> [Görevin Amacı] Girdilerin ilk satırından başlayıp "(1294, 429)" içeren satırda durarak bu satırları güncelleyin: "brick townhouse" ifadesini "stone townhouse" ile değiştirin ve geri kalan her şeyi aynen bırakın.

> [Alıştırma Girdileri]
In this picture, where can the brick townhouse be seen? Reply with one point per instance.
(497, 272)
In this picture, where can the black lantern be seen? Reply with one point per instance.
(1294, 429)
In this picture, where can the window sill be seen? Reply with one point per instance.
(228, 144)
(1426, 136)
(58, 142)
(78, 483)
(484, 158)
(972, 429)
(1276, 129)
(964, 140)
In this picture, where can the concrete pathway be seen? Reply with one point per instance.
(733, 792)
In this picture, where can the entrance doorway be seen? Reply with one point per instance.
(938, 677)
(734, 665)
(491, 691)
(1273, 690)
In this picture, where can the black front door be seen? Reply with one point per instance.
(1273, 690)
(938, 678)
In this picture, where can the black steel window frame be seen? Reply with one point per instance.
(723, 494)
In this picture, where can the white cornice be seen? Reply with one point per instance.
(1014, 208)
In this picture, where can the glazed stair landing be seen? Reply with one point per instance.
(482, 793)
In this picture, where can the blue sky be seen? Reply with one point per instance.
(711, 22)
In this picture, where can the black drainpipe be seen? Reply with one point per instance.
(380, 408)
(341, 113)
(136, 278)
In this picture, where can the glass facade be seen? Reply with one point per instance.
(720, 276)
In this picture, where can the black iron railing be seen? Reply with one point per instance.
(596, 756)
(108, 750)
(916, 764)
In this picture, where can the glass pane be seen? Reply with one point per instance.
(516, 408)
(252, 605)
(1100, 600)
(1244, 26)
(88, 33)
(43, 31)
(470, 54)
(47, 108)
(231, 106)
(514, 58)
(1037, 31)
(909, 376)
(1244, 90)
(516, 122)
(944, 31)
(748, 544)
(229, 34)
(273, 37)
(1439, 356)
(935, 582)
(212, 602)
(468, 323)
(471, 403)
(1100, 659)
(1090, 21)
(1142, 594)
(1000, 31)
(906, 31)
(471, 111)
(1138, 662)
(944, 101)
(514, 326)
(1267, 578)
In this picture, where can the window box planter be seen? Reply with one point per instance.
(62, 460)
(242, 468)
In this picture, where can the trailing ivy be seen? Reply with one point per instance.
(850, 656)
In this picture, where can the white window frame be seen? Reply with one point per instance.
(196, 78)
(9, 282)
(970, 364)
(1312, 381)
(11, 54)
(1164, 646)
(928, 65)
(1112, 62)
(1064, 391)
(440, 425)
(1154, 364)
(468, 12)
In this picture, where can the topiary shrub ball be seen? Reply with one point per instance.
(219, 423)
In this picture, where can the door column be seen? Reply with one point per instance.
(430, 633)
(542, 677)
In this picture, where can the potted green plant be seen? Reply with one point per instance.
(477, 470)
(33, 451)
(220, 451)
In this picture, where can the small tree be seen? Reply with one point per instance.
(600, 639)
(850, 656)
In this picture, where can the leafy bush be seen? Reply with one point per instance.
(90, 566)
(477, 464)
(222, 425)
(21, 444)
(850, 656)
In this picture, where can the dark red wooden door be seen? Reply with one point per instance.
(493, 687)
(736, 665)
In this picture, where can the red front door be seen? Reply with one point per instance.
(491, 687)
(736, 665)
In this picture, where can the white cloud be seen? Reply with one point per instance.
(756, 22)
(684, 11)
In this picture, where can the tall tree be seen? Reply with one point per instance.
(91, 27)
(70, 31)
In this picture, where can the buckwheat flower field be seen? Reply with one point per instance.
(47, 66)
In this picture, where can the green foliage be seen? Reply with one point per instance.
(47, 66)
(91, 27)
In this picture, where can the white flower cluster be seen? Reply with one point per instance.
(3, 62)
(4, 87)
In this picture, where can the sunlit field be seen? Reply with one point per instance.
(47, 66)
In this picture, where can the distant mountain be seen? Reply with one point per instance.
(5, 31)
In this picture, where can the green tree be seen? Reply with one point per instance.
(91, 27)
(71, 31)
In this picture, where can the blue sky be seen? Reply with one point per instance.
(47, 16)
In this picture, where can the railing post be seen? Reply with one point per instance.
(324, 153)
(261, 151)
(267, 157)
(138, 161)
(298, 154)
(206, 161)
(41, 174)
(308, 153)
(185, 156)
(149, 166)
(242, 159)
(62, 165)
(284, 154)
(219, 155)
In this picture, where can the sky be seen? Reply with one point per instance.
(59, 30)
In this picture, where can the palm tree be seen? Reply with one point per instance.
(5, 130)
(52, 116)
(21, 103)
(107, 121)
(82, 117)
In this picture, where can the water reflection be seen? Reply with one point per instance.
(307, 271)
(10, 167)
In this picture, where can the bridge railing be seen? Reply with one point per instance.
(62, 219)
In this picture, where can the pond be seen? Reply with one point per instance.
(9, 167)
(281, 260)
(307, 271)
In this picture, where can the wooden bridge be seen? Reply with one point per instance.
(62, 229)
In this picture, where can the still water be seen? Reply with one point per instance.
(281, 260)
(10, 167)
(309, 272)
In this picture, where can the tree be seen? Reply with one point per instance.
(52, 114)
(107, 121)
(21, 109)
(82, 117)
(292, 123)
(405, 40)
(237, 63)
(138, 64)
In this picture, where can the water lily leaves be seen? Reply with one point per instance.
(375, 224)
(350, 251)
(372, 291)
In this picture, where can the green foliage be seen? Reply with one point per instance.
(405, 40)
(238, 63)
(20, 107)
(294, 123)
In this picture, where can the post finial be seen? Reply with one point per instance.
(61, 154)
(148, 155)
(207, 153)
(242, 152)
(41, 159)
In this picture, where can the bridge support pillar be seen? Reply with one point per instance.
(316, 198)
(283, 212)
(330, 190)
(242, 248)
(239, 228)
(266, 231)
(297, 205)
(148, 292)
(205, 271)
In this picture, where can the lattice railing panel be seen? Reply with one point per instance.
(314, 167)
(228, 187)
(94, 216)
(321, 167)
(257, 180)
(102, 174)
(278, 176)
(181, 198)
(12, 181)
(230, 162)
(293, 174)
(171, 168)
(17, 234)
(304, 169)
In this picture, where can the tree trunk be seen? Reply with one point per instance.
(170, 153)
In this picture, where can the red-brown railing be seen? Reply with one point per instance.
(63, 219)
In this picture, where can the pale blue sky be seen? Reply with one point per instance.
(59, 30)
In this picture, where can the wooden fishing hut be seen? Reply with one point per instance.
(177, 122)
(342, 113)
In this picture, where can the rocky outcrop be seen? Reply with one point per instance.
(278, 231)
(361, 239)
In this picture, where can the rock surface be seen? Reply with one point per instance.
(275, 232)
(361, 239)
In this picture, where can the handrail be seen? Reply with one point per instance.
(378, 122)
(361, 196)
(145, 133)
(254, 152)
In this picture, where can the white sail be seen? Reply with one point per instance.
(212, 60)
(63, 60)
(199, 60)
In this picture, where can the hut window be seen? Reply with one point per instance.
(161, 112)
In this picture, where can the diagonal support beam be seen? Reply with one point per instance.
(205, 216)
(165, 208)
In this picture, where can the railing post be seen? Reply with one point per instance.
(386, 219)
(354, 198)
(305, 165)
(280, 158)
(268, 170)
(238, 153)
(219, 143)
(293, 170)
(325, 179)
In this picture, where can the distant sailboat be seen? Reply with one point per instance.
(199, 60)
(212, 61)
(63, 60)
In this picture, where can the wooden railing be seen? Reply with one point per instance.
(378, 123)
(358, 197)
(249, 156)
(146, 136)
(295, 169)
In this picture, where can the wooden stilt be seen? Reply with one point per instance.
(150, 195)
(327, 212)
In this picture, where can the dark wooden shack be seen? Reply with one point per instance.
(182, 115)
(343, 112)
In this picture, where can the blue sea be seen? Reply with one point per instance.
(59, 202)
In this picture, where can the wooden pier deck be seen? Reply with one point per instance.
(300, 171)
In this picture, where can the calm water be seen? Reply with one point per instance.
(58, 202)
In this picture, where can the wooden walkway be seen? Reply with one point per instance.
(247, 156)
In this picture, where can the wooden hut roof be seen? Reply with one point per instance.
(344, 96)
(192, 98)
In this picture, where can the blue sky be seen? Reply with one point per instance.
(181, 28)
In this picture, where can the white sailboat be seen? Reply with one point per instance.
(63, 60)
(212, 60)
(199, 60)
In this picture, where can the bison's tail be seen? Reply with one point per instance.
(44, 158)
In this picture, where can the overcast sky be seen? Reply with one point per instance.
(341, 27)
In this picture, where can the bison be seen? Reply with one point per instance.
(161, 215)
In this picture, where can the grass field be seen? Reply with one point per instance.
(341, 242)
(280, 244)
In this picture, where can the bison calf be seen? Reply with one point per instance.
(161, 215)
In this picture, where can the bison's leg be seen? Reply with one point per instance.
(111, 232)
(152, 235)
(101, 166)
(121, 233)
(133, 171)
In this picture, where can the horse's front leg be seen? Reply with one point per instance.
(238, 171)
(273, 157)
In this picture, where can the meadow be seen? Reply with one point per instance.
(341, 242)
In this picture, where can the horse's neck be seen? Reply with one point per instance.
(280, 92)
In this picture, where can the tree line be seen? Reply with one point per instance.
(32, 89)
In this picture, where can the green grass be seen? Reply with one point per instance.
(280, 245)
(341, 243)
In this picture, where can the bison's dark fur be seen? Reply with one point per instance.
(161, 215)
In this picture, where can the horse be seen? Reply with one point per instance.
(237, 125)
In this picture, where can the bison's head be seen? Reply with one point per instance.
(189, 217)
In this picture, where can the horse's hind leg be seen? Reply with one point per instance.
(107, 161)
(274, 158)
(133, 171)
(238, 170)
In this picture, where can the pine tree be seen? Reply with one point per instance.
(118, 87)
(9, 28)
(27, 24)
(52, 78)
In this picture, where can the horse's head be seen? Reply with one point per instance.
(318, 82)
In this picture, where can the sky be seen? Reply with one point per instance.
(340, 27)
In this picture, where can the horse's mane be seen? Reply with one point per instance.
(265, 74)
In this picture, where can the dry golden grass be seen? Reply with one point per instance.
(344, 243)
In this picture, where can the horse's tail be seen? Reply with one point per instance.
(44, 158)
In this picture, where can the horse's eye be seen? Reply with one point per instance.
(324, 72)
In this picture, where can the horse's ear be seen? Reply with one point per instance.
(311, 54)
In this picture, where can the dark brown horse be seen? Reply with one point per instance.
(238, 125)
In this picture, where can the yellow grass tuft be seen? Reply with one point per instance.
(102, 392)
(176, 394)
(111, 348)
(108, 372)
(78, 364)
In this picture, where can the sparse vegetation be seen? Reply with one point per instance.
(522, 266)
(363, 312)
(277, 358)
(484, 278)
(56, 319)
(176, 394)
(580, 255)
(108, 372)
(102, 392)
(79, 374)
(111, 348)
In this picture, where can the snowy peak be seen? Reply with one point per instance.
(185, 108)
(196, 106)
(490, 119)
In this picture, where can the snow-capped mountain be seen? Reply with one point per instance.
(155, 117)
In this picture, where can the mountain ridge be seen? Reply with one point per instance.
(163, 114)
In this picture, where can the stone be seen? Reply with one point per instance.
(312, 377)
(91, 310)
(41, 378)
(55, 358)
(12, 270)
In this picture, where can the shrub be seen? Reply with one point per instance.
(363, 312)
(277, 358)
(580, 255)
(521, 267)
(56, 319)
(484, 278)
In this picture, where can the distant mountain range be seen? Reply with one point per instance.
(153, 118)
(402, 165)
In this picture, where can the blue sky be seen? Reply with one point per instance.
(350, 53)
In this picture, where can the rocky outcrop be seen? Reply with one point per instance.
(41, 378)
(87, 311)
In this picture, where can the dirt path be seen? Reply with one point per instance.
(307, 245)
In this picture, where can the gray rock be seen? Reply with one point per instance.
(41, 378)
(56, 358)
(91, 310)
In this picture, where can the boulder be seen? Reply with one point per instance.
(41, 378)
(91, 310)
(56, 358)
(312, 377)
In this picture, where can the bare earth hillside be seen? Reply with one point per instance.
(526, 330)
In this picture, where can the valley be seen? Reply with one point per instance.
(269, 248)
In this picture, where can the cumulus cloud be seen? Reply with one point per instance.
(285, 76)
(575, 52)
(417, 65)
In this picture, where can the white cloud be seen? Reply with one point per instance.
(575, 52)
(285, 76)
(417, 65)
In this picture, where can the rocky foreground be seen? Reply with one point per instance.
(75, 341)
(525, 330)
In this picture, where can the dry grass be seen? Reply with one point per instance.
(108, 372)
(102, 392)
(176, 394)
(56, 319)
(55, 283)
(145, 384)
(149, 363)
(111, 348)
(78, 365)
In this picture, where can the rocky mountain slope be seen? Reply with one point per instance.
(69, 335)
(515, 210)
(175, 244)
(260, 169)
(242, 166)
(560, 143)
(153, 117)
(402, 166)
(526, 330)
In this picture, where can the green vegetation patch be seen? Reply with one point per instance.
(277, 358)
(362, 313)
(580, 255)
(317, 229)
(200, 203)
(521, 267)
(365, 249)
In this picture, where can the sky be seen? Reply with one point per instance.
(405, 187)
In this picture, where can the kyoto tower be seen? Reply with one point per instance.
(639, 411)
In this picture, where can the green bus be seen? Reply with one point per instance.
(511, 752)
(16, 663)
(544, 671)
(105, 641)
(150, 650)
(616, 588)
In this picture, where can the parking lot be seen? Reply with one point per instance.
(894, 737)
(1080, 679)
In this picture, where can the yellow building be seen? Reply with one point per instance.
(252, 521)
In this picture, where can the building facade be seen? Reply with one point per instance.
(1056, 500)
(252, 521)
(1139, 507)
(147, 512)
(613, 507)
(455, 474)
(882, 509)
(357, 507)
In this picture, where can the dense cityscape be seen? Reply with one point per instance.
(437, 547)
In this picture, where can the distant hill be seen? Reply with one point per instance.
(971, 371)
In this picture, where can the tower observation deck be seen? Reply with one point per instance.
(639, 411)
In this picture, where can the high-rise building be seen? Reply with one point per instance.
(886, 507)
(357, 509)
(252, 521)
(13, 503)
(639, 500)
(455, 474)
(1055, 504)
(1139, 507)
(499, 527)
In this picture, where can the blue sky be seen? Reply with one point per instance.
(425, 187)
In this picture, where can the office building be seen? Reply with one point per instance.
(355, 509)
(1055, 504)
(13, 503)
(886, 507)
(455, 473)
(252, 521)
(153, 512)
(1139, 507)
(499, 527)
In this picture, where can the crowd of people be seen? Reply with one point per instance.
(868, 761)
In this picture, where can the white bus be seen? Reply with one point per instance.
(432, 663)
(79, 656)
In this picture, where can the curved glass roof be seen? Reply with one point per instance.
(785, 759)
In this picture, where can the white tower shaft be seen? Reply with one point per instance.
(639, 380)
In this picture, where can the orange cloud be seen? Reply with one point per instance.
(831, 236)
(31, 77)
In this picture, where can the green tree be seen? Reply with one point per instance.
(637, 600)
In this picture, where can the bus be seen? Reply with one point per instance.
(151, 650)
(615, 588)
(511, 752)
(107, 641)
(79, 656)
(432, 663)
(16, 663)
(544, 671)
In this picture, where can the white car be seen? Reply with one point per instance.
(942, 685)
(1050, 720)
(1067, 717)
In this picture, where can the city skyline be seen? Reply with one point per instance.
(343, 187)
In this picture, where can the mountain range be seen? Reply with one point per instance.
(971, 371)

> [Alıştırma Sonucu]
In this picture, where can the stone townhouse be seen? Reply with one point per instance.
(497, 272)
In this picture, where can the black lantern be seen? Reply with one point per instance.
(1294, 429)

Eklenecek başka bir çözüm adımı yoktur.